→ WORK TO COMPLETE:
1. In the concert review, who played the solo part in Mendelssohn's Violin Concerto?
2. Rewrite the concert review starting with "I've been to" and going on through "the Southbank Centre.", swapping "two days" for "three days".
3. Carry on the concert review from its last sentence.

I've been to two concerts in two days this week: the London Schools Symphony Orchestra at The Barbican Centre, and the Chicago Symphony Orchestra at the Southbank Centre.
As a parent and keen supporter of the LSSO I have to record my admiration again for this wonderful enterprise. To see a hundred or so young people totally dedicated to the ultimate team activity is truly inspiring. Rossini's 'William Tell Overture' requires both great sensitivity in its quiet opening for the cellos, and tremendous discipline in its wild galop and the LSSO gave both. Joined by Matthew Trusler, the soloist in that perenial favourite Mendelssohn's Violin Concerto, the orchestra was inspired by his virtuosity. After the interval there were two heavyweight works that taxed the orchestra to the limit: Richard Strauss's 'Till Eulenspiegel', and Ravel's 'La Valse', both played with great commitment. I'm sure the Chicago Symphony might have played more accurately, but the LSSO brought an excitement to the music that only comes with youthful enthusiasm. We were treated to a wonderfully suave arrangement of The Girl from Ipamena as an encore.

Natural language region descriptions
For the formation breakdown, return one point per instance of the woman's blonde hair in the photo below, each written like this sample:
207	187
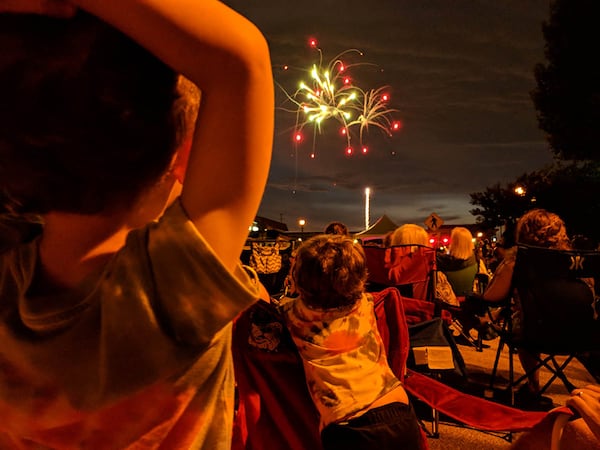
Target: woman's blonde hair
409	233
543	229
461	243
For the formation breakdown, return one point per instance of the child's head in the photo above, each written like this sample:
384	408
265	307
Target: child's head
337	228
330	271
543	229
88	119
461	243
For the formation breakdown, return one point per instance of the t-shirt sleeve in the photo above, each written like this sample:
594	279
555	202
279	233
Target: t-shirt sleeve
195	293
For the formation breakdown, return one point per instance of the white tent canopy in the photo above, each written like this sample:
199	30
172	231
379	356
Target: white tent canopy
380	228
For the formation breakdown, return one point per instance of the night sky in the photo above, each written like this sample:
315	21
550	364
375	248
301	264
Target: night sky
460	73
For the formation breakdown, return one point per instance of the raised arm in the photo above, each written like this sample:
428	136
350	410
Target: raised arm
228	58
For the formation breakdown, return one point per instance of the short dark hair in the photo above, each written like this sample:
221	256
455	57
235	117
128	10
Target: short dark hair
330	271
88	118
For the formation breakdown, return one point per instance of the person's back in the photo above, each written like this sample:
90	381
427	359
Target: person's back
460	264
110	334
405	261
333	324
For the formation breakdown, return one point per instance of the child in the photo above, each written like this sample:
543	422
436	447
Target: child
361	403
115	322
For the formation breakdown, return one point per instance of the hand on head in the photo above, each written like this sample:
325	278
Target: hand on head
54	8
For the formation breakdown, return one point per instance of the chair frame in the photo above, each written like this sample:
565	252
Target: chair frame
568	266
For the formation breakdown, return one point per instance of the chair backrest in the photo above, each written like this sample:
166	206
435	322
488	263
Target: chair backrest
275	410
558	306
410	268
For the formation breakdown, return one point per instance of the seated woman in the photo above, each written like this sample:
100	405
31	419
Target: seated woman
539	228
460	264
400	263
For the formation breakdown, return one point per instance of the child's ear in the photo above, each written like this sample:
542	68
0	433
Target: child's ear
181	159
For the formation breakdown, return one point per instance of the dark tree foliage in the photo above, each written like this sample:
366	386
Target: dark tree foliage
567	97
570	190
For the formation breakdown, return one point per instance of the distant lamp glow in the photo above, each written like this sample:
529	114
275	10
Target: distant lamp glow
519	190
367	206
301	222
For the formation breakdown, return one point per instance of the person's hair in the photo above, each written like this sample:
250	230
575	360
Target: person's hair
337	228
543	229
330	271
409	233
461	243
508	238
88	118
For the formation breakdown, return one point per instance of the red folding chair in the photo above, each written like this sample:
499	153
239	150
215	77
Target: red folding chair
274	408
410	268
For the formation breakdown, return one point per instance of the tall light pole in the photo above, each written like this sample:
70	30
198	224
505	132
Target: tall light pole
367	206
301	222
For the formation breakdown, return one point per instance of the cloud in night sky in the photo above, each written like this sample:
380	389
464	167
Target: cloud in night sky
459	72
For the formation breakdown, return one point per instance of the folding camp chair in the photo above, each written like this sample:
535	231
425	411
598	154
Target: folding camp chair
410	268
559	311
274	408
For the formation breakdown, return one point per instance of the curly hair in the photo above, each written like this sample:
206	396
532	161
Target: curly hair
461	243
330	271
543	229
88	118
409	233
337	228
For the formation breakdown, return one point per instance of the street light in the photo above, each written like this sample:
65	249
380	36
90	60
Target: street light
301	222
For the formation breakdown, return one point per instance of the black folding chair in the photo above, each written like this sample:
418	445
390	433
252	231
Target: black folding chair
553	290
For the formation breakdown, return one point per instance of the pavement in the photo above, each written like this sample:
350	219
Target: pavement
479	366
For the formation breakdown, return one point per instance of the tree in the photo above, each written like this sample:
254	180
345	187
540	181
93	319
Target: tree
567	97
569	190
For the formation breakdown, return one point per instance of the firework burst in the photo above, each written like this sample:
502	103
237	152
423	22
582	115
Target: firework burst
330	95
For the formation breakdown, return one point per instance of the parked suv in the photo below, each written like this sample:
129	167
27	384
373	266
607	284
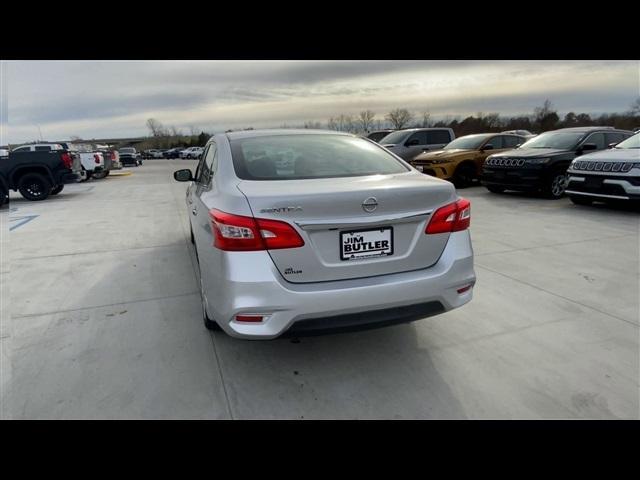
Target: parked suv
408	144
129	156
609	175
461	160
343	236
378	135
36	174
541	163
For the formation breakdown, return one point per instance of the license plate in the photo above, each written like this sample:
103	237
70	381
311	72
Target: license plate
372	243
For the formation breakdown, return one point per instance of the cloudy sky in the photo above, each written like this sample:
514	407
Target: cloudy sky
94	99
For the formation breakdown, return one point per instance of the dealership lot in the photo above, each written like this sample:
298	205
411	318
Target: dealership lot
101	318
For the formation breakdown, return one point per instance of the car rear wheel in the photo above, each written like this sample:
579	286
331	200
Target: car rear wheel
34	187
464	175
556	185
580	200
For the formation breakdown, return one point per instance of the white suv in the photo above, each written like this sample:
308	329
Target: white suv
608	175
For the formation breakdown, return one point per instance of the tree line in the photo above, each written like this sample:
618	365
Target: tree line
542	119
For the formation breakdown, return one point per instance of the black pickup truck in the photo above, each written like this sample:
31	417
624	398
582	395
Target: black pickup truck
36	174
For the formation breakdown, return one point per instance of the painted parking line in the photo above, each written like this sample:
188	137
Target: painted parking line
16	222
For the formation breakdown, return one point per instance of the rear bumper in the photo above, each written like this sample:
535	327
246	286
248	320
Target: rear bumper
68	177
248	282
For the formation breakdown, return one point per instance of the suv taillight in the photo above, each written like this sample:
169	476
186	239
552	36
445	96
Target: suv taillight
240	233
67	160
451	218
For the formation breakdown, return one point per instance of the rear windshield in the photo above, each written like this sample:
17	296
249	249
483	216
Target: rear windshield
292	157
559	140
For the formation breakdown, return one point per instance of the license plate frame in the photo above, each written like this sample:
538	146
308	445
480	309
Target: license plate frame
384	252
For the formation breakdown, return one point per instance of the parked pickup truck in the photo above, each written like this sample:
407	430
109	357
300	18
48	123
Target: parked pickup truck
36	174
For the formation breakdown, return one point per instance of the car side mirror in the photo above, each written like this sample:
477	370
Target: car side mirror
183	175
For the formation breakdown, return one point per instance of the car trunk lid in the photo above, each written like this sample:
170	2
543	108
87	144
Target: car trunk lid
346	221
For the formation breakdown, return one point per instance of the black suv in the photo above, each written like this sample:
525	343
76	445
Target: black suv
541	163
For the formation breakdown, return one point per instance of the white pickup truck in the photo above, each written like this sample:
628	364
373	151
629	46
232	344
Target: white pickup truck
93	162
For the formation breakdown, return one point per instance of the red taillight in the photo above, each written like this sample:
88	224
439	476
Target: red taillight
249	318
67	160
240	233
451	218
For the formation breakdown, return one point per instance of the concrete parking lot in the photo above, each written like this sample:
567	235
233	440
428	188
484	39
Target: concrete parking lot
101	318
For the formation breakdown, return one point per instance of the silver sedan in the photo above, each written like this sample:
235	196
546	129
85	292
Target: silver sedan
299	231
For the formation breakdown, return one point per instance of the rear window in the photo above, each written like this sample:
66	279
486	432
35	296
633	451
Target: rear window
293	157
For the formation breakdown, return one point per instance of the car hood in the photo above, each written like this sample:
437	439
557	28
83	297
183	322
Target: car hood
531	152
453	154
619	154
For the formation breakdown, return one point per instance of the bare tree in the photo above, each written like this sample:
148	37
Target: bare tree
426	116
635	108
366	120
155	127
399	117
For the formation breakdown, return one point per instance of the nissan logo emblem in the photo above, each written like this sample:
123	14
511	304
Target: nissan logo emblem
370	204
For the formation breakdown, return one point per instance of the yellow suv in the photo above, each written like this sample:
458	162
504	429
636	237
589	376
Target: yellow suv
461	160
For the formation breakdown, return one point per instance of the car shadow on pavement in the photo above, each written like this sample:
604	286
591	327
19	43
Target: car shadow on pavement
375	374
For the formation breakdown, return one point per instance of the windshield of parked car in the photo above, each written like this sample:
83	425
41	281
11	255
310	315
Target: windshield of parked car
292	157
468	142
559	140
395	137
631	142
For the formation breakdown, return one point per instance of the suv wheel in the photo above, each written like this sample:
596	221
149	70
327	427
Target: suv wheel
580	200
34	187
464	175
556	185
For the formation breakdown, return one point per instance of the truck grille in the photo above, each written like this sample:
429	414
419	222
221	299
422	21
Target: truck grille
505	162
623	167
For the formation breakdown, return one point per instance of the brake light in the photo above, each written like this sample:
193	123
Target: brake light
240	233
451	218
67	160
249	318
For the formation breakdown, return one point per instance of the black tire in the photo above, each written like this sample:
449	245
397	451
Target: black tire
34	187
580	200
465	175
555	185
495	188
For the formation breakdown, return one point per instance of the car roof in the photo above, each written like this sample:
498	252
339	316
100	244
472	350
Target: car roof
281	131
588	129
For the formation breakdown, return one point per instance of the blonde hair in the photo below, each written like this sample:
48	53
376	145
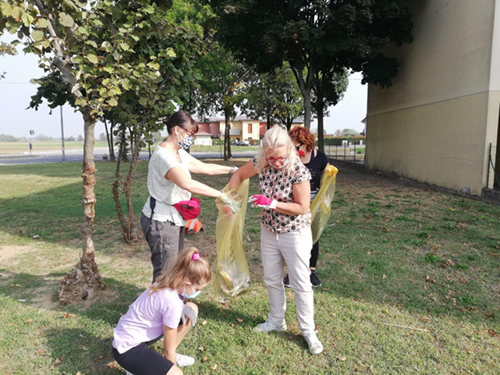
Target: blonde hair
197	271
274	138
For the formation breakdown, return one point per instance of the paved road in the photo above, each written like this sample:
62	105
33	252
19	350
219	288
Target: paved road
77	156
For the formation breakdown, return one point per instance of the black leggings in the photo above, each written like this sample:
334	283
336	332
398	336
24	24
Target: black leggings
314	255
143	360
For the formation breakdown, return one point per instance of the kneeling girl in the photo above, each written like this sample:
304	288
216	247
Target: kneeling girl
162	310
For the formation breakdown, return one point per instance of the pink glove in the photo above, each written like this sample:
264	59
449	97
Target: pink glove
259	200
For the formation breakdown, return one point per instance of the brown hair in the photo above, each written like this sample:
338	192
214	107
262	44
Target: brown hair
181	119
197	271
303	136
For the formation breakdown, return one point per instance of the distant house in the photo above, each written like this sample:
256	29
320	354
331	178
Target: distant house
241	128
203	138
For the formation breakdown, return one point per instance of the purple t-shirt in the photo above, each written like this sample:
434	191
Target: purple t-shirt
145	318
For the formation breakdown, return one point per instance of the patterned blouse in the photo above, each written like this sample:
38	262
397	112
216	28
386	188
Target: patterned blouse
275	184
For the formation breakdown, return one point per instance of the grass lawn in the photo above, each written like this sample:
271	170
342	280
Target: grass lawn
11	148
7	148
410	282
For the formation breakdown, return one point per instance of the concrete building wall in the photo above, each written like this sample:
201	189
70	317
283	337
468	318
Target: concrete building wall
436	122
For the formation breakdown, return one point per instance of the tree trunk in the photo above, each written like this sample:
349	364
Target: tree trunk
109	137
116	196
84	279
227	141
307	107
127	188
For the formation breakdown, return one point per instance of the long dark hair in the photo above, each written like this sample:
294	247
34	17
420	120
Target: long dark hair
181	119
197	271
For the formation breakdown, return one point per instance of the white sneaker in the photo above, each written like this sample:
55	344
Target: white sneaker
184	360
313	343
267	327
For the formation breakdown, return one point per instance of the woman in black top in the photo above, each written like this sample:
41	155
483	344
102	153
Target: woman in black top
316	161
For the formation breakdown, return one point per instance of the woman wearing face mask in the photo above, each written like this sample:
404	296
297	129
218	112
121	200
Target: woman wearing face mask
169	182
316	161
285	230
162	311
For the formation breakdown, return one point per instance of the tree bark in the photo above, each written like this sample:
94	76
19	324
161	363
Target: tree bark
227	140
115	188
109	137
84	279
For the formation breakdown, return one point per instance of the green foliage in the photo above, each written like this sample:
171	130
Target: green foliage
274	96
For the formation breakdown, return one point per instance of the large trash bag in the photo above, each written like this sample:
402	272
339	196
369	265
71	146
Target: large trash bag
321	206
231	275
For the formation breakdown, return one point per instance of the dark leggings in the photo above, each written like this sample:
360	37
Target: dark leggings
314	255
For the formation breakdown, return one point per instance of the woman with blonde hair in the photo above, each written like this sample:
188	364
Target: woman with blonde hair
170	182
285	230
162	311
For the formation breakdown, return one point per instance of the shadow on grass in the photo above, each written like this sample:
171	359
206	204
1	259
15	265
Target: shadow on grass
55	214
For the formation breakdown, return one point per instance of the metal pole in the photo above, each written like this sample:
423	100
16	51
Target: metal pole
488	170
62	135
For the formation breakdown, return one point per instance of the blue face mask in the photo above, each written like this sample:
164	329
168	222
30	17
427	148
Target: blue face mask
187	141
193	295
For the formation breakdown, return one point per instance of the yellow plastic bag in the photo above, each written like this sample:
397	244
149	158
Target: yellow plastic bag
230	269
321	206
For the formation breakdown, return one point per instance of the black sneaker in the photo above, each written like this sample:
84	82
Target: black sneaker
286	282
314	279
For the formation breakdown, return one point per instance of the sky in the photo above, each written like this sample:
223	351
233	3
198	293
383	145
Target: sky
16	91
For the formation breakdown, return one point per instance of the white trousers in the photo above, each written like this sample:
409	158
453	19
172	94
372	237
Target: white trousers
294	249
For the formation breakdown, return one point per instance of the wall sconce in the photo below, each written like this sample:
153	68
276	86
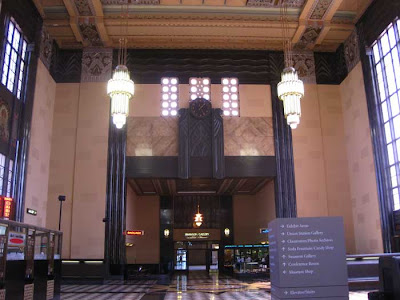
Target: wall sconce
227	232
166	233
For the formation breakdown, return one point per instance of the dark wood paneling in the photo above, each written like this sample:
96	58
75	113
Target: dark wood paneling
250	166
330	67
114	250
376	18
167	167
218	156
377	133
227	186
285	191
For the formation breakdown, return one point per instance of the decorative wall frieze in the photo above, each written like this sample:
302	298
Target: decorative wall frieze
309	37
84	7
274	3
89	31
96	64
46	48
304	63
320	8
137	2
351	51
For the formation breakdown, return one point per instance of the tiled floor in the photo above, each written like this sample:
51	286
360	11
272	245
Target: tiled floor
195	286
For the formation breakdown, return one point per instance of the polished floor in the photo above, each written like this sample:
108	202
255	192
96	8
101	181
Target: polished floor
194	286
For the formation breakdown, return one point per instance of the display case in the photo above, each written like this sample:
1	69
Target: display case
247	259
29	256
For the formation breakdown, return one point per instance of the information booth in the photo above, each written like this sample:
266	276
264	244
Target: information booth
30	261
247	259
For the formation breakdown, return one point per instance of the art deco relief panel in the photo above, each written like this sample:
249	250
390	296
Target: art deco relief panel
157	136
249	137
152	136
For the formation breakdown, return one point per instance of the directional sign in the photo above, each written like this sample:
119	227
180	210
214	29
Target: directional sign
311	258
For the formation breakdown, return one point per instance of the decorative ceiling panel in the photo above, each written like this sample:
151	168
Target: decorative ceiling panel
137	2
275	3
320	9
84	7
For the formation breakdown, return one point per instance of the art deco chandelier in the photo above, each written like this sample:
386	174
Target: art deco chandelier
198	218
291	88
120	87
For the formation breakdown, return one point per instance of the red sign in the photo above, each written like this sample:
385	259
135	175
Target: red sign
7	207
134	232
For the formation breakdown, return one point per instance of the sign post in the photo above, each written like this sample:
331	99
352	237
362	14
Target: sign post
308	259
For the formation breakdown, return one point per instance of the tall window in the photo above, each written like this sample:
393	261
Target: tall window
230	96
10	178
200	88
169	96
14	59
387	75
2	169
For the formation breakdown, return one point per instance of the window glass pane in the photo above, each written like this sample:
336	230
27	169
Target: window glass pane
394	105
392	38
16	39
388	133
396	199
393	175
377	57
396	125
389	74
396	63
10	32
385	44
385	113
382	92
390	154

→ ANSWERS GIVEN:
1. Matthew Trusler

2.
I've been to two concerts in three days this week: the London Schools Symphony Orchestra at The Barbican Centre, and the Chicago Symphony Orchestra at the Southbank Centre.

3.
How lucky we are in London to be able to hear the best orchestras in the world. I remember some 30 years ago queuing for tickets to hear the Berlin Philharmonic under Herbert von Karajan, and yesterday I was able to hear the Chicago Symphony Orchestra under Bernard Haitink. Using reduced numbers they opened with Haydn's 'Clock' Symphony. Haydn's music is so refreshingly cheerful and imaginative and the orchestra played it with clock-like precision and playfulness. The 2nd work was Bruckner's Seventh Symphony. I remember hearing this for the first time at the Royal Festival Hall when I was the same age as my daughter who came with me yesterday, and it made an indelible impression all those years ago.
You have to be patient with Bruckner as his music unfolds at a majesterial pace - think of the scale of cathedrals and mountains. Though a humble and devoutly Christian man like Haydn, prone to anxiety and swayed by criticism, his music is monumental in every sense and leaves you with a sense of his devotion to his Creator. Combining the melodic gift of Schubert and the scale of Wagner, with his own intense and chromatic harmony, Bruckner's music is not for people in a hurry. It leaves you - well me at least - with a sense of awe and wonder. Bruckner regularly thanked God for his musical gift, and I thank God for Bruckner.